:: PASSAGE FOR REVIEW ::
------------------------------

Saturday, January 03, 2009

Thrown

REGULAR READERS may have noticed a sudden change of tone in this blog.

This is down partially to my having discovered ~ through my blog's followers who somehow found me ~ a new set of bloggers either using or going clean, writing about their experience the way I used to ~ when I wasn't drowning in trivia! You can access this new world (new to me) via my "users' blogs" link up top. In a way you could say I'm replying to what many of these people have said. I also feel I need to leave a witness statement of how life is ~ scungy as it may be ~ while I am still using. Or swaying between temporarily on-methadone-clean and back-on-heroin dirty.

I must leave details of where I am, especially as I intend to move away from this place.

I hate being like this. The pain of living stuck between two intentions, totally at the mercy of the whims of my illness hurts too much.

What also depresses me is the realization I've come to ~ via some of your comments @ that Clean is something I might want. And sincerely desire it. But I just don't want it enough. And that hurts me.

When people really turn the corner, they say they would go to any lengths to get where they have to be. I've shown myself unwilling to do this.

Yet I want it. I do want it.

------------------------------

:: LISTED ENTRIES ::
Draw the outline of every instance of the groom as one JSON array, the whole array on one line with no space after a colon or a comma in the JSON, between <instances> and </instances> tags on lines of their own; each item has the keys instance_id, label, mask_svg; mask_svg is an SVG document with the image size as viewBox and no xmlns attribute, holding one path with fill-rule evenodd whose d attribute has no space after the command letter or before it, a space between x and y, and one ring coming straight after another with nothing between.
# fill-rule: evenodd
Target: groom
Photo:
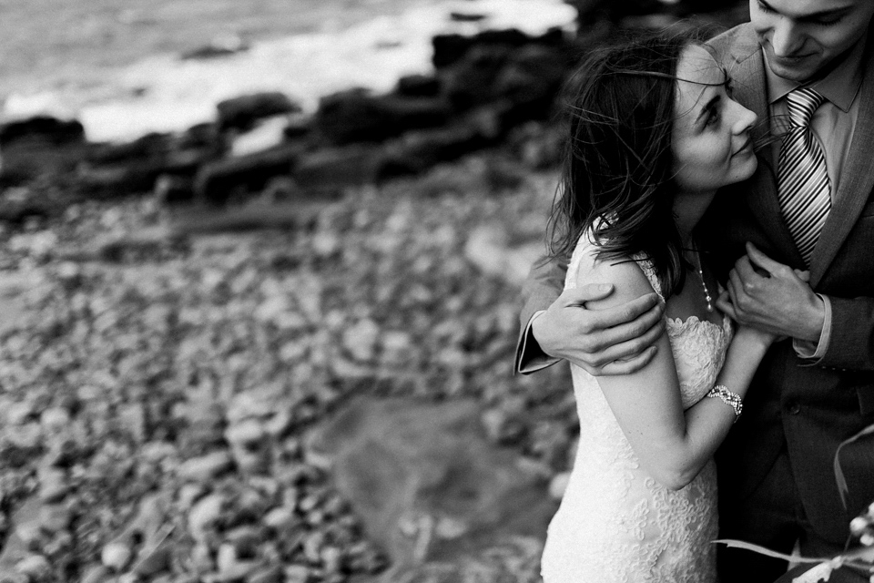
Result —
<instances>
[{"instance_id":1,"label":"groom","mask_svg":"<svg viewBox=\"0 0 874 583\"><path fill-rule=\"evenodd\" d=\"M749 10L748 24L709 44L734 97L769 122L754 138L769 127L787 137L759 152L753 178L717 195L699 230L726 281L720 307L787 340L759 366L717 455L721 536L830 556L874 501L871 437L841 449L846 506L832 465L838 445L874 424L874 0L750 0ZM553 261L529 276L517 369L644 366L663 328L655 294L589 311L609 292L562 292L565 269ZM786 563L721 548L719 569L724 583L764 582ZM853 577L842 568L831 581Z\"/></svg>"}]
</instances>

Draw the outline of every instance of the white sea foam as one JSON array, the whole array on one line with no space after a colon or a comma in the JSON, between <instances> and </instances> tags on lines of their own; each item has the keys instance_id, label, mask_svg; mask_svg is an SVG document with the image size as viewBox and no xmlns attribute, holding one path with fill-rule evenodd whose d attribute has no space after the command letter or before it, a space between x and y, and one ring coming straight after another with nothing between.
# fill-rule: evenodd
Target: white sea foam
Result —
<instances>
[{"instance_id":1,"label":"white sea foam","mask_svg":"<svg viewBox=\"0 0 874 583\"><path fill-rule=\"evenodd\" d=\"M455 22L452 12L486 17ZM344 30L258 43L221 58L152 56L107 76L101 87L11 95L3 115L76 117L88 139L113 141L211 120L217 102L256 91L282 91L313 111L329 93L352 87L384 92L403 75L432 71L436 34L513 27L538 35L556 26L570 32L575 15L563 0L437 0Z\"/></svg>"}]
</instances>

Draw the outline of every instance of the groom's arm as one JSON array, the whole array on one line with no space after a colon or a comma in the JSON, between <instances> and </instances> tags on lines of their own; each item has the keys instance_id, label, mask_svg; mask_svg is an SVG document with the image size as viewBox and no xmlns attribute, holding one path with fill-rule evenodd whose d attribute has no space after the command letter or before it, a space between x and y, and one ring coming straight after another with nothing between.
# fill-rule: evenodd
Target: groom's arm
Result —
<instances>
[{"instance_id":1,"label":"groom's arm","mask_svg":"<svg viewBox=\"0 0 874 583\"><path fill-rule=\"evenodd\" d=\"M730 302L720 301L720 308L741 323L792 338L811 363L874 371L874 298L815 293L797 271L752 245L727 288Z\"/></svg>"},{"instance_id":2,"label":"groom's arm","mask_svg":"<svg viewBox=\"0 0 874 583\"><path fill-rule=\"evenodd\" d=\"M567 360L592 374L627 374L656 354L664 331L664 303L651 293L608 310L586 302L613 292L592 283L564 290L567 263L541 260L523 287L523 307L516 344L515 370L527 373Z\"/></svg>"}]
</instances>

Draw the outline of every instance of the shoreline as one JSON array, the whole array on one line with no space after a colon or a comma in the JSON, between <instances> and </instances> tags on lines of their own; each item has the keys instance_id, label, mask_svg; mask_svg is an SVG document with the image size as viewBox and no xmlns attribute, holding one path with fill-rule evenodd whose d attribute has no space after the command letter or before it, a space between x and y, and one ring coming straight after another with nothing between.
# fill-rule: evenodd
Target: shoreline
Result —
<instances>
[{"instance_id":1,"label":"shoreline","mask_svg":"<svg viewBox=\"0 0 874 583\"><path fill-rule=\"evenodd\" d=\"M483 17L459 22L453 13ZM354 87L386 92L404 75L432 72L434 35L511 27L533 36L554 27L571 31L575 15L562 0L440 0L340 30L256 42L229 56L152 56L96 86L13 93L0 119L77 118L91 141L124 141L209 121L218 101L259 91L286 93L311 113L325 95Z\"/></svg>"}]
</instances>

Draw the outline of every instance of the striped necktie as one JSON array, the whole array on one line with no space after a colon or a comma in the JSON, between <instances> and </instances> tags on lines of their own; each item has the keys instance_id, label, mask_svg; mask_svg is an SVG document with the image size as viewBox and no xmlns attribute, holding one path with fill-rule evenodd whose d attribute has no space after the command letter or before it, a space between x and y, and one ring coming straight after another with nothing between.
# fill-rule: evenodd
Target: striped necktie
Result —
<instances>
[{"instance_id":1,"label":"striped necktie","mask_svg":"<svg viewBox=\"0 0 874 583\"><path fill-rule=\"evenodd\" d=\"M790 125L780 148L780 208L807 265L831 209L826 156L809 128L813 112L823 99L810 88L796 89L787 96Z\"/></svg>"}]
</instances>

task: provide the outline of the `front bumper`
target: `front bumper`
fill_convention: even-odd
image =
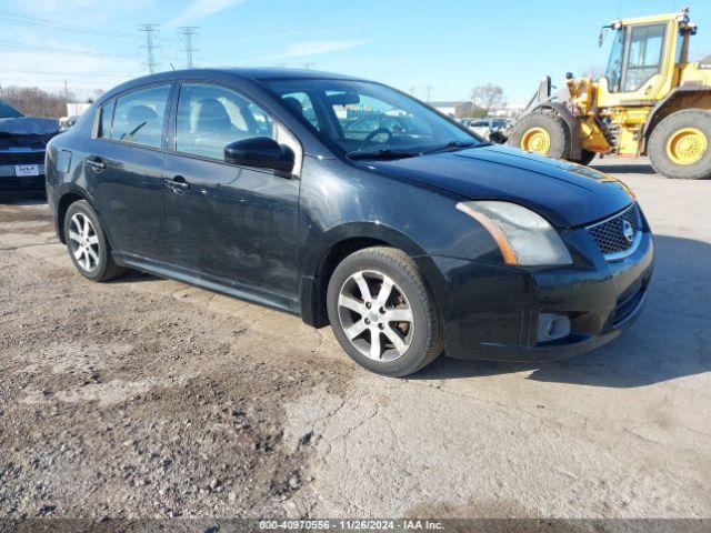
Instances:
[[[520,269],[432,257],[445,353],[458,359],[553,361],[610,342],[640,314],[652,275],[649,230],[629,257],[607,262],[585,230],[563,232],[575,263]],[[539,341],[543,313],[564,315],[570,333]]]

------------------------------

:: REQUIRED ACTION A ::
Decide whether each statement agrees with the blog post, answering yes or no and quoting the words that settle it: (i) The writer came across a new set of bloggers through the blog's followers. (ii) The writer means to stay in the current place. (iii) The writer claims to have gone to any lengths to get clean.
:: REQUIRED ACTION B ::
Please repeat a section of the blog post word for word: begin at the words "I must leave"; stop after "hurts too much.".
The items come from a separate source.

:: EXPECTED OUTPUT A ::
(i) Yes: "through my blog's followers who somehow found me ~ a new set of bloggers"
(ii) No: "I intend to move away from this place."
(iii) No: "I've shown myself unwilling to do this."

:: EXPECTED OUTPUT B ::
I must leave details of where I am, especially as I intend to move away from this place.

I hate being like this. The pain of living stuck between two intentions, totally at the mercy of the whims of my illness hurts too much.